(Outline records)
□ □ □ □ □
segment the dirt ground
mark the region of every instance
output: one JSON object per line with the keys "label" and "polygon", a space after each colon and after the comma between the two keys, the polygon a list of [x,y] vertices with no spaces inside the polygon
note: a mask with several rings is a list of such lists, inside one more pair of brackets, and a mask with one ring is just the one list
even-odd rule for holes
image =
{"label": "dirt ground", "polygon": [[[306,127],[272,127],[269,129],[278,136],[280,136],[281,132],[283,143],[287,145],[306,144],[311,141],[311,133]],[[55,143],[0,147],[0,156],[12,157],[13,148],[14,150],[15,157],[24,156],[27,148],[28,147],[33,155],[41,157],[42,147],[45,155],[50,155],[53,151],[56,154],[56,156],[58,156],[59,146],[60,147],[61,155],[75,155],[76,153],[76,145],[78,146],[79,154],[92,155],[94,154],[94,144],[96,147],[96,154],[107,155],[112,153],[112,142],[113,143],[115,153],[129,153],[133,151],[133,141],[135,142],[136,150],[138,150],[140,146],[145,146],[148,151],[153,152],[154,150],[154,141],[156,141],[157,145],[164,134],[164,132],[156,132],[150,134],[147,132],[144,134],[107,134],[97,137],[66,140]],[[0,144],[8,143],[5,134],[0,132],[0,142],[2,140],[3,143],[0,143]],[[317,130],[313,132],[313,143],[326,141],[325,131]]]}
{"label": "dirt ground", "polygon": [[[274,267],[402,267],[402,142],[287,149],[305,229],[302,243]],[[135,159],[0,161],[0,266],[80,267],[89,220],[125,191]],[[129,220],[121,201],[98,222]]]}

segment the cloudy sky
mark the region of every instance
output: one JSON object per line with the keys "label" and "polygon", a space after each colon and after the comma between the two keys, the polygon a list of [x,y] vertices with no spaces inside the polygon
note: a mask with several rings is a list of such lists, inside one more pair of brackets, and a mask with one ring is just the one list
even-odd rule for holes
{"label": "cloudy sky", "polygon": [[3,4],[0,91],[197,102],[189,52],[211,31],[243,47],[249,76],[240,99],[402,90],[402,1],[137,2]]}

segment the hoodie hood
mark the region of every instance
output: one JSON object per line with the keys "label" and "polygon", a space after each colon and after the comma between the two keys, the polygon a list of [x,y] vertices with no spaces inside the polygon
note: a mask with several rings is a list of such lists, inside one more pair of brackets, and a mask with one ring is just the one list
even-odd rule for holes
□ □ □ □ □
# EXERCISE OBJECTIVE
Reproduce, unchanged, everything in the material from the line containing "segment the cloudy sky" down to the end of the material.

# RESULT OF THE EXERCISE
segment the cloudy sky
mark the region of every instance
output: one JSON object per line with the keys "label" and "polygon", a space after each colon and after the comma between the two keys, the polygon a list of [x,y] vertices with no spaces inside the polygon
note: a mask with several rings is a list of such lists, inside one more pair of brackets, and a mask with one ring is just the one list
even-odd rule for holes
{"label": "cloudy sky", "polygon": [[3,4],[0,91],[197,102],[189,52],[211,31],[243,47],[249,76],[240,99],[402,90],[402,1],[137,2]]}

segment the hoodie hood
mark the region of every instance
output: one JSON object per line with the keys "label" and "polygon", a space after each colon and after the comma between the two keys, the polygon a list of [x,y] vertices with no spaces inside the polygon
note: a mask with several rings is a list of such lists, inside one more pair of brackets, and a mask with one ring is just the one list
even-odd rule for holes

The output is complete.